> Explore the material
1/ Summarize the article on home and contents insurance costs in two sentences.
2/ According to the photo caption in the article on home and contents insurance costs, what have global insurance losses been in each of the past five years?
3/ List every factor that the article on home and contents insurance costs links to the rise in those insurance rates.

![NT Floods Jan 2024](https://psnews.com.au/wp-content/uploads/sites/12/2024/01/420252430_778197434127486_7779750355372956890_n.jpg)
An increase in the number of natural disasters has led to global insurance losses of US$100bn (A$162bn) in each of the past five years. Photo: NT Chief Minister Facebook.
While supermarkets and energy providers have been targeted for the current cost-of-living crisis, one of the major influences has been the cost of housing, particularly rental accommodation. A corollary to the cost of housing has been the steep rise in home and contents insurance rates in recent years, far outpacing and often doubling the inflation rate.
This is not only linked to the rising costs of dwellings, but also the increased cost of building materials required to repair or replace a building, particularly since the pandemic and its resulting and ongoing global supply chain issues.
And if that’s not enough, the ongoing globalisation of insurance companies and underwriters means natural disasters caused by climate change, even if they occur on the other side of the world, are having a major effect.
A new report by The Australia Institute says the ongoing fire crisis in and around Los Angeles will add to the global climate insurance crisis.

> Given data
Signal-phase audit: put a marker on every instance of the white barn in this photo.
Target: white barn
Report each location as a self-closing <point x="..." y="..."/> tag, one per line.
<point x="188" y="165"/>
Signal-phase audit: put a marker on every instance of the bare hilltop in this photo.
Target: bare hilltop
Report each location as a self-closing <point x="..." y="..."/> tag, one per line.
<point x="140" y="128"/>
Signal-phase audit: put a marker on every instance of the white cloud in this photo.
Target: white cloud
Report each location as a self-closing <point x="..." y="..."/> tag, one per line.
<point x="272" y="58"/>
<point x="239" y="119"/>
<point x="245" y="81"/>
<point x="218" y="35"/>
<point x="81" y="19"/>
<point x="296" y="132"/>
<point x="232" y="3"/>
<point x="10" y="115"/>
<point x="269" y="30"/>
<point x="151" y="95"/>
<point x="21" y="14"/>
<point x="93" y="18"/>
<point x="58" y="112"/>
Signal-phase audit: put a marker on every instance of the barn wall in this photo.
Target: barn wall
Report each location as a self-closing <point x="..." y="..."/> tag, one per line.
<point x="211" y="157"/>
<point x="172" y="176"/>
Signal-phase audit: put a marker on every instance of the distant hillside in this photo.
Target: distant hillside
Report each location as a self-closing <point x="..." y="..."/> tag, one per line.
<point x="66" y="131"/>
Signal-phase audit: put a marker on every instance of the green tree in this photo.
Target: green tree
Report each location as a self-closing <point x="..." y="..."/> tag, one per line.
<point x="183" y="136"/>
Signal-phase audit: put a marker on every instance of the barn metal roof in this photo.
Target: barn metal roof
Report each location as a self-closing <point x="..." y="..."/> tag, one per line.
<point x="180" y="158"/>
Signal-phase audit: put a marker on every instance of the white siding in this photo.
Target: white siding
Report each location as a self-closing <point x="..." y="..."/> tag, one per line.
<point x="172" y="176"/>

> Numbered answers
1/ Home and contents insurance rates have risen steeply in recent years, far outpacing and often doubling the inflation rate, because of rising dwelling costs and the higher cost of building materials since the pandemic. The globalisation of insurers and underwriters also means that climate-driven natural disasters anywhere in the world have a major effect, and a report by The Australia Institute says the fires around Los Angeles will add to the global climate insurance crisis.

2/ US$100bn (A$162bn).

3/
- The rising costs of dwellings
- The increased cost of building materials needed to repair or replace a building, particularly since the pandemic and its ongoing global supply chain issues
- The globalisation of insurance companies and underwriters, which means natural disasters caused by climate change have a major effect even when they occur on the other side of the world